_WHAT YOU ARE ASKED TO DO_: Please rewrite the material below with "Pinpoint it" changed to "Locate it" at every occurrence, leaving everything else as it stands.

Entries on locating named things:
★ ★ ★ ★ ★ ★ ★

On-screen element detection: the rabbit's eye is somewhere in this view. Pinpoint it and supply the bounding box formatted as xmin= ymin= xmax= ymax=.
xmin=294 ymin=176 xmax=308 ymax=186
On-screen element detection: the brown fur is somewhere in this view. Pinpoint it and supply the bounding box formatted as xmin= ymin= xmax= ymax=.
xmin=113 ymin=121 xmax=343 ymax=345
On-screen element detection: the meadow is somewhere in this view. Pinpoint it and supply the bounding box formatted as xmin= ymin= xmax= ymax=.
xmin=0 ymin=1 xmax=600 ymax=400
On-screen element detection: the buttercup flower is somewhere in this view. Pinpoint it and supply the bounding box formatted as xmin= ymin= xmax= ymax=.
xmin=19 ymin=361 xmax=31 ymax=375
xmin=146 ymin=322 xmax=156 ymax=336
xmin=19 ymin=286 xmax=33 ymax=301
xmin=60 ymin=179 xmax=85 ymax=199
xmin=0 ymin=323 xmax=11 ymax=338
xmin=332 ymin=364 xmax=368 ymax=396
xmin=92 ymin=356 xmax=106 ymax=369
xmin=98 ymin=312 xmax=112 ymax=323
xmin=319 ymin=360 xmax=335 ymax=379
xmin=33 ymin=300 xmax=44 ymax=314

★ ★ ★ ★ ★ ★ ★

_TASK ANSWER_:
On-screen element detection: the rabbit's eye is somewhere in this view. Locate it and supply the bounding box formatted as xmin= ymin= xmax= ymax=.
xmin=294 ymin=176 xmax=308 ymax=186
On-screen element detection: the brown fur is somewhere in this view. Locate it and supply the bounding box formatted as xmin= ymin= xmax= ymax=.
xmin=113 ymin=121 xmax=343 ymax=345
On-screen element detection: the meadow is somewhere in this view. Locate it and supply the bounding box formatted as xmin= ymin= xmax= ymax=.
xmin=0 ymin=1 xmax=600 ymax=400
On-screen element detection: the buttercup flower is somewhere in this view. Locate it and supply the bounding box formatted as xmin= ymin= xmax= ymax=.
xmin=19 ymin=361 xmax=31 ymax=375
xmin=146 ymin=322 xmax=156 ymax=336
xmin=19 ymin=286 xmax=33 ymax=301
xmin=60 ymin=179 xmax=85 ymax=199
xmin=0 ymin=323 xmax=11 ymax=338
xmin=332 ymin=364 xmax=368 ymax=396
xmin=92 ymin=356 xmax=106 ymax=369
xmin=98 ymin=312 xmax=112 ymax=323
xmin=319 ymin=360 xmax=335 ymax=379
xmin=33 ymin=300 xmax=44 ymax=314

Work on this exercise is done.